*DIRECTIONS FOR THIS TASK:* The answer must consist solely of the line that contains "In this exercise you will tag the crown" and all subsequent lines of the data, each reproduced exactly.

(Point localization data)
++++

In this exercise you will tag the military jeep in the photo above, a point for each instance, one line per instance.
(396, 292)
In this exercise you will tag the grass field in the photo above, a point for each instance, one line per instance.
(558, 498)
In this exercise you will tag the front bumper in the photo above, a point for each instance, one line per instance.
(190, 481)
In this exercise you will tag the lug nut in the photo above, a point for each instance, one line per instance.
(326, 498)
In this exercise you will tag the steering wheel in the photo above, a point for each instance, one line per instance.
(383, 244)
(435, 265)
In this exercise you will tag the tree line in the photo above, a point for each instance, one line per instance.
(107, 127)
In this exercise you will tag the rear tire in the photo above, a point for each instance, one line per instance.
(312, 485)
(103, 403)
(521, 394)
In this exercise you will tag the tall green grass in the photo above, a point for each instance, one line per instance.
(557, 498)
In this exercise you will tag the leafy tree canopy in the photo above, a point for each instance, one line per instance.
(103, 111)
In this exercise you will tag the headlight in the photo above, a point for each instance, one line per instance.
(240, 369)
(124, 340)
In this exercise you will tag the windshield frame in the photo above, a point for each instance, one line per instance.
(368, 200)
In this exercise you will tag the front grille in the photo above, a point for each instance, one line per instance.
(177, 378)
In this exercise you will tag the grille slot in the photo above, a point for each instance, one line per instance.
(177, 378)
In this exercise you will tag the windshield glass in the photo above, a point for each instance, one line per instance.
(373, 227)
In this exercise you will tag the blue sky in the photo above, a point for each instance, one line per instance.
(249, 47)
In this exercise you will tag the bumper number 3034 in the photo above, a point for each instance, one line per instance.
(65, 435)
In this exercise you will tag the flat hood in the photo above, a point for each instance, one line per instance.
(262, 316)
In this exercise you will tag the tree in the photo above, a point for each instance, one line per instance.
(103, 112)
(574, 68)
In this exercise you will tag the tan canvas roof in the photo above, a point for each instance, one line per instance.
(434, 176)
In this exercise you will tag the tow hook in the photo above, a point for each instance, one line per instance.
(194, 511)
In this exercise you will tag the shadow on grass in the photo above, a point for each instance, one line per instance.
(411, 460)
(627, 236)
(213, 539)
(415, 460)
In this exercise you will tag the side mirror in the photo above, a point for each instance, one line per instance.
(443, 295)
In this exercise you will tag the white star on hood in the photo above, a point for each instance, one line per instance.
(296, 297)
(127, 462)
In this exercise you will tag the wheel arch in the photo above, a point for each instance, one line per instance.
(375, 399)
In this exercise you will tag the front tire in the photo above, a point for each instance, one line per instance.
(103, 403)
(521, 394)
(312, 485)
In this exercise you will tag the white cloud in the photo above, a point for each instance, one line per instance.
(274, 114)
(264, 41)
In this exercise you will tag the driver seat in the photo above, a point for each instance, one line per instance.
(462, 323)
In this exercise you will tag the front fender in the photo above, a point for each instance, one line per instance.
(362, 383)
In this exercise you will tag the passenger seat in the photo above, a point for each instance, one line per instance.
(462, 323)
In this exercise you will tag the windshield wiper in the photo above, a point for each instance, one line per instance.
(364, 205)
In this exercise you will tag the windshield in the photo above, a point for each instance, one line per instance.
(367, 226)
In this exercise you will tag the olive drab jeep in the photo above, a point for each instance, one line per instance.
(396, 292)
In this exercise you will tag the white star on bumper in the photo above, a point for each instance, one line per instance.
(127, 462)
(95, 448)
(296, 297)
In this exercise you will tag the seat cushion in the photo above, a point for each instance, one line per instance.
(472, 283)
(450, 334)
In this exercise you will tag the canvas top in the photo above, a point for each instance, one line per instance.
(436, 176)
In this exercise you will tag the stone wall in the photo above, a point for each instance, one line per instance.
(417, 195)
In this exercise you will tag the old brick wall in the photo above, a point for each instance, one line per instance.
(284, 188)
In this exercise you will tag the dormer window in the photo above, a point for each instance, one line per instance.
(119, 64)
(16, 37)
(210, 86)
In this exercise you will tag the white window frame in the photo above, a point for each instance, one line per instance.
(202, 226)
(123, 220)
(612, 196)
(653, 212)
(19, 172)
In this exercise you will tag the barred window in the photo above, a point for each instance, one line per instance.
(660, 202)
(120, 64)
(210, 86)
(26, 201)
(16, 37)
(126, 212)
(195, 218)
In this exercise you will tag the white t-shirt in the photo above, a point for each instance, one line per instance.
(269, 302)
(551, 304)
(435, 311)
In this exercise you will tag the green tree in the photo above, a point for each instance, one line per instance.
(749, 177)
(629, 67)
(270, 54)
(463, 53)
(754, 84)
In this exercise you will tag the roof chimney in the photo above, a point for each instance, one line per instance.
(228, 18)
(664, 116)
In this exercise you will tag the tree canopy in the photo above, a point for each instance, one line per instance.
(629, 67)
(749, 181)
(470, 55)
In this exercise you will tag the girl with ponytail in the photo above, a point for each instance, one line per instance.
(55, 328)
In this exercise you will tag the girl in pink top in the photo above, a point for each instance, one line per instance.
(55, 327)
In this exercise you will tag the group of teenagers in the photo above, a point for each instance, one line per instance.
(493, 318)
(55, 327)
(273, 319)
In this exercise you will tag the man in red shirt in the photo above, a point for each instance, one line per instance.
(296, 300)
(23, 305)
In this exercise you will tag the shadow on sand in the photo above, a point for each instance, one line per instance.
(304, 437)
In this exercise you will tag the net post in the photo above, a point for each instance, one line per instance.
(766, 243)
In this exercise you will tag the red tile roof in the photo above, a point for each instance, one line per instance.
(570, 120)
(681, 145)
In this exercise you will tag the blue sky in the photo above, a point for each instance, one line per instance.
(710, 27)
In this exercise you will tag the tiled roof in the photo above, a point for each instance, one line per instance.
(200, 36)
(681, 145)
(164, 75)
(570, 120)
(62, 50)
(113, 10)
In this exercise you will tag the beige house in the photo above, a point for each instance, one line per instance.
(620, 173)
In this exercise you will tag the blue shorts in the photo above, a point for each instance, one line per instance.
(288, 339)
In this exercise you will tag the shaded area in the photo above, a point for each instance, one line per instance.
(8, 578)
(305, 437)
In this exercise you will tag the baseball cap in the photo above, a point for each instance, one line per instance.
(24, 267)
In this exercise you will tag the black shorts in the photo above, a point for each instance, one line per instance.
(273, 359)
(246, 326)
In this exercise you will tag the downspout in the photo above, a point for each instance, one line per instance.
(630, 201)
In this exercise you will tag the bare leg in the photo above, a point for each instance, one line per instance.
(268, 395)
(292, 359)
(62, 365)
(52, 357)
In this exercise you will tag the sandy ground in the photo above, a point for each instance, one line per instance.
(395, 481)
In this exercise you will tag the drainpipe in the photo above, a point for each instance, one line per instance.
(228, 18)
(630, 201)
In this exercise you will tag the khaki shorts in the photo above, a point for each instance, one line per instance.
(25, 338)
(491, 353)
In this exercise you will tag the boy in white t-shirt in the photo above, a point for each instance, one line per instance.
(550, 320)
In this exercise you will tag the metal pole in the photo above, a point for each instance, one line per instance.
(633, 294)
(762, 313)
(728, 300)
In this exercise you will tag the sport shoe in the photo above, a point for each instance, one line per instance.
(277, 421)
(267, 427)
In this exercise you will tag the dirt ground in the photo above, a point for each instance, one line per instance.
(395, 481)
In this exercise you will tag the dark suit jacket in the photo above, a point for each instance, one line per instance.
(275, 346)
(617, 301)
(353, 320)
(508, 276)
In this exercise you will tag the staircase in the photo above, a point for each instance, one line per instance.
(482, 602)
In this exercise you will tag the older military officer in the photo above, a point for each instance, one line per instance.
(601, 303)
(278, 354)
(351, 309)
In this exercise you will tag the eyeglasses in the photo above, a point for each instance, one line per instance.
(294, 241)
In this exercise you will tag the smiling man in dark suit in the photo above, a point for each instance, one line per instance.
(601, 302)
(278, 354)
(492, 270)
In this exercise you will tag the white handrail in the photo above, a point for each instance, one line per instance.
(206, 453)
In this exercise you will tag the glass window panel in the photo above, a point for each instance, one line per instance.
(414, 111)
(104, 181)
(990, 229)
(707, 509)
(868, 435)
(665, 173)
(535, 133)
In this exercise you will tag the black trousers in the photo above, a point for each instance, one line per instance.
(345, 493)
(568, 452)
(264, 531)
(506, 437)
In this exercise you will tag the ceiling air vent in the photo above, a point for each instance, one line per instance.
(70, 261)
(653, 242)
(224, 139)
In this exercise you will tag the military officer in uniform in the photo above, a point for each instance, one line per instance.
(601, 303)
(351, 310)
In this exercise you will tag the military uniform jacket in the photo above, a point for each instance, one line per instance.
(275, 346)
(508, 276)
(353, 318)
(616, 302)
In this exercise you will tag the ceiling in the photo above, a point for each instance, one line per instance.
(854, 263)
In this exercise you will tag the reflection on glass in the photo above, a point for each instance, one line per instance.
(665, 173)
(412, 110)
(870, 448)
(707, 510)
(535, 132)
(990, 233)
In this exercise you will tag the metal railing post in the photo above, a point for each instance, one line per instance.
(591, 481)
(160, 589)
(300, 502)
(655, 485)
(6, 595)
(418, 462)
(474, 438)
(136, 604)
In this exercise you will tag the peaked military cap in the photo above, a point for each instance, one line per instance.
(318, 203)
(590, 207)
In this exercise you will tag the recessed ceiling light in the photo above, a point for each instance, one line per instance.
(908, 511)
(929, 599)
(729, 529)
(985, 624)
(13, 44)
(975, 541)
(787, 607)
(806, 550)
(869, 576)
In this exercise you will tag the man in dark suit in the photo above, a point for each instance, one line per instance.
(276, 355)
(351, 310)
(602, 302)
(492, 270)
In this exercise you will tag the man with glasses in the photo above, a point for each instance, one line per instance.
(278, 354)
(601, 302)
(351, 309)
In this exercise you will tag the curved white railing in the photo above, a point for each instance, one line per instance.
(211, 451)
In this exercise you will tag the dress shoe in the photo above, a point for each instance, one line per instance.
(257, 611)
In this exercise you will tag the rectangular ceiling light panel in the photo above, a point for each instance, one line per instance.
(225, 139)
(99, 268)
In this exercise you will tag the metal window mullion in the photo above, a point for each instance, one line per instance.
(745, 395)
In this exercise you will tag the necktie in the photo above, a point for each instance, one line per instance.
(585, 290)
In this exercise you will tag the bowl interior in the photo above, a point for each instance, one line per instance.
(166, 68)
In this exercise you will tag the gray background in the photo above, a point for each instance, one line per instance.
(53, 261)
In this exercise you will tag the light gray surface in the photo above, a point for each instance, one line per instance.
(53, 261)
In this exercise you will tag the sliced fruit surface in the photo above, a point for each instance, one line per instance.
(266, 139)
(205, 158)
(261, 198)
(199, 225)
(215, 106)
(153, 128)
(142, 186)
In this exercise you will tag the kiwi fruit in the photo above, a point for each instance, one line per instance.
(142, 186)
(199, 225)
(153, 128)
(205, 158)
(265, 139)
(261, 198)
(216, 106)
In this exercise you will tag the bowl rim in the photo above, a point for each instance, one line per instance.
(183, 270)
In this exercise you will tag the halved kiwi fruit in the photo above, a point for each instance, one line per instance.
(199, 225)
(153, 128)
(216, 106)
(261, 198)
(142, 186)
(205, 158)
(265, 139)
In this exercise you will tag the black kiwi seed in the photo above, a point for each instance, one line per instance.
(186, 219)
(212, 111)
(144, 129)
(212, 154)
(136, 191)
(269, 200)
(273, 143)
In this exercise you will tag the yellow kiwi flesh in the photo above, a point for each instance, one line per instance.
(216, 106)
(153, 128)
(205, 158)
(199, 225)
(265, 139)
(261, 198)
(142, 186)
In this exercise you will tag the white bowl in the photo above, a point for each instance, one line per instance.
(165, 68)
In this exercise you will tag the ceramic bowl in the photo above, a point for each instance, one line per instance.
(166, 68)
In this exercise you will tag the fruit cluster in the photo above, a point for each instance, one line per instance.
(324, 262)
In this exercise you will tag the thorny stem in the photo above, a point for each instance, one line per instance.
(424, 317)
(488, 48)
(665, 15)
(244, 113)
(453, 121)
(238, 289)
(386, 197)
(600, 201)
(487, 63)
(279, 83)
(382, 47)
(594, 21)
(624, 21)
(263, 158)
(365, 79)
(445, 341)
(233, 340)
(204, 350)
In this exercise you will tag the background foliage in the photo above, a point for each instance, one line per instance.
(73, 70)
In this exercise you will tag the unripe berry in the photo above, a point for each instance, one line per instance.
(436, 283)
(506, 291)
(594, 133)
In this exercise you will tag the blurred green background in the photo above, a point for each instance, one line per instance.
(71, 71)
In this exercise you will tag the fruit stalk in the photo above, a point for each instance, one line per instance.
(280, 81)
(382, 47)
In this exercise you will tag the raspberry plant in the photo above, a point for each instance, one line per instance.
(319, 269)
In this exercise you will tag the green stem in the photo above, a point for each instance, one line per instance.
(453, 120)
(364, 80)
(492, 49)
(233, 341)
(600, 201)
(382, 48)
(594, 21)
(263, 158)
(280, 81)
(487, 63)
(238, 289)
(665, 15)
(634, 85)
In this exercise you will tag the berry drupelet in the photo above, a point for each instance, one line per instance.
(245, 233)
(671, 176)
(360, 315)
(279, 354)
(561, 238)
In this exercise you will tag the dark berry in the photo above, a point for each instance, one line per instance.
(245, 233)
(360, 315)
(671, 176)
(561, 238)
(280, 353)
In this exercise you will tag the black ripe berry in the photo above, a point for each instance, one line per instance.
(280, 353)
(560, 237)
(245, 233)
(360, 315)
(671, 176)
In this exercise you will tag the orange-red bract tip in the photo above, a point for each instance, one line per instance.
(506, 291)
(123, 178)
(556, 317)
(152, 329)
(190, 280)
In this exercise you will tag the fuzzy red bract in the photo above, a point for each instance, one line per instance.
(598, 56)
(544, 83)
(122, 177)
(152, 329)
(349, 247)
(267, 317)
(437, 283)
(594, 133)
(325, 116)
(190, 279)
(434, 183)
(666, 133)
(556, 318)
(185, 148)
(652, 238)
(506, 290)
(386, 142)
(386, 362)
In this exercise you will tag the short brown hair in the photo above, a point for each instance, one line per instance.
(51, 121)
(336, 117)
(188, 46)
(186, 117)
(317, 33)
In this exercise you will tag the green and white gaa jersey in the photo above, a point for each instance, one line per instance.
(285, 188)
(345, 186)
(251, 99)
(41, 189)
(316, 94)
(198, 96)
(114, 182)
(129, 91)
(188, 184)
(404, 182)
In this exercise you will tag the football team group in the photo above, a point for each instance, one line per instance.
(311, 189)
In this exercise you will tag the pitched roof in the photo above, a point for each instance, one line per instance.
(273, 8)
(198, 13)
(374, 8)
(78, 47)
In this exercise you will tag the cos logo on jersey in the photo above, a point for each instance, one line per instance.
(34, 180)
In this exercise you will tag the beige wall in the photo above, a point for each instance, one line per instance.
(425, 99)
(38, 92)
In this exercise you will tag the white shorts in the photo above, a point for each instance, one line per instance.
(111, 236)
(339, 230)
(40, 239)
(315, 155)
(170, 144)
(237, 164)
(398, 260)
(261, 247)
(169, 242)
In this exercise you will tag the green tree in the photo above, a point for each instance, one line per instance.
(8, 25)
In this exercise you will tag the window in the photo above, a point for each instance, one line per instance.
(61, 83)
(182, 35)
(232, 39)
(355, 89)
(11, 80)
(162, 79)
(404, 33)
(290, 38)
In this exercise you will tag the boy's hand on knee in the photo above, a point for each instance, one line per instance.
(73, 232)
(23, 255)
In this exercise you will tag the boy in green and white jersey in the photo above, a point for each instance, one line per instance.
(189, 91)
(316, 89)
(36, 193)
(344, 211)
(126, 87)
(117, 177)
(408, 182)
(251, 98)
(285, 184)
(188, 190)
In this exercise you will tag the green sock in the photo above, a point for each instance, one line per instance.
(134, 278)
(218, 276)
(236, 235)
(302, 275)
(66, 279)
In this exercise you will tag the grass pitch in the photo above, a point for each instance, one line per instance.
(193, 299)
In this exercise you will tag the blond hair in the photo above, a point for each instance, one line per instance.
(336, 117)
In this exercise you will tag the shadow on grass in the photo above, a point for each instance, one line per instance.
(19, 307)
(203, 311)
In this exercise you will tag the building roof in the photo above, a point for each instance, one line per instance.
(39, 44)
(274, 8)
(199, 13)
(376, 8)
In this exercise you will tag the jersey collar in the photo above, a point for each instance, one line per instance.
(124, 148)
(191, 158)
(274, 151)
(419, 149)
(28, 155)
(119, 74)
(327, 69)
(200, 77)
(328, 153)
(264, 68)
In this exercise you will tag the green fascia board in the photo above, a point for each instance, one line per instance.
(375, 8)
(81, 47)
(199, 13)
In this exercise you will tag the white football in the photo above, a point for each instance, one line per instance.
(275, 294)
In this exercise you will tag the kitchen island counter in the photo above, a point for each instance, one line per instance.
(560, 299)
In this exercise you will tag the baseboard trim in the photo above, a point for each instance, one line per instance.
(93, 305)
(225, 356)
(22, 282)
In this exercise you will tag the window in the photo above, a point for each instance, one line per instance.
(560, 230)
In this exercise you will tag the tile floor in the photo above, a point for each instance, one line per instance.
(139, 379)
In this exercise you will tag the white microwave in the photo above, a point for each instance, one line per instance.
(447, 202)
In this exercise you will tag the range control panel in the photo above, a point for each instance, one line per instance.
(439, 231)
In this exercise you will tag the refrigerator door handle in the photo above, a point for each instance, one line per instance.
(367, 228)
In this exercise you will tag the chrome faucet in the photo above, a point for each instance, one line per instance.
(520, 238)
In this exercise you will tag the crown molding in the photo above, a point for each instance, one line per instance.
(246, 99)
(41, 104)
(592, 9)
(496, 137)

++++

*RESPONSE AREA:*
In this exercise you will tag the crown molding in the photo above, a point for each instance, one line per instance.
(246, 99)
(41, 104)
(592, 9)
(496, 137)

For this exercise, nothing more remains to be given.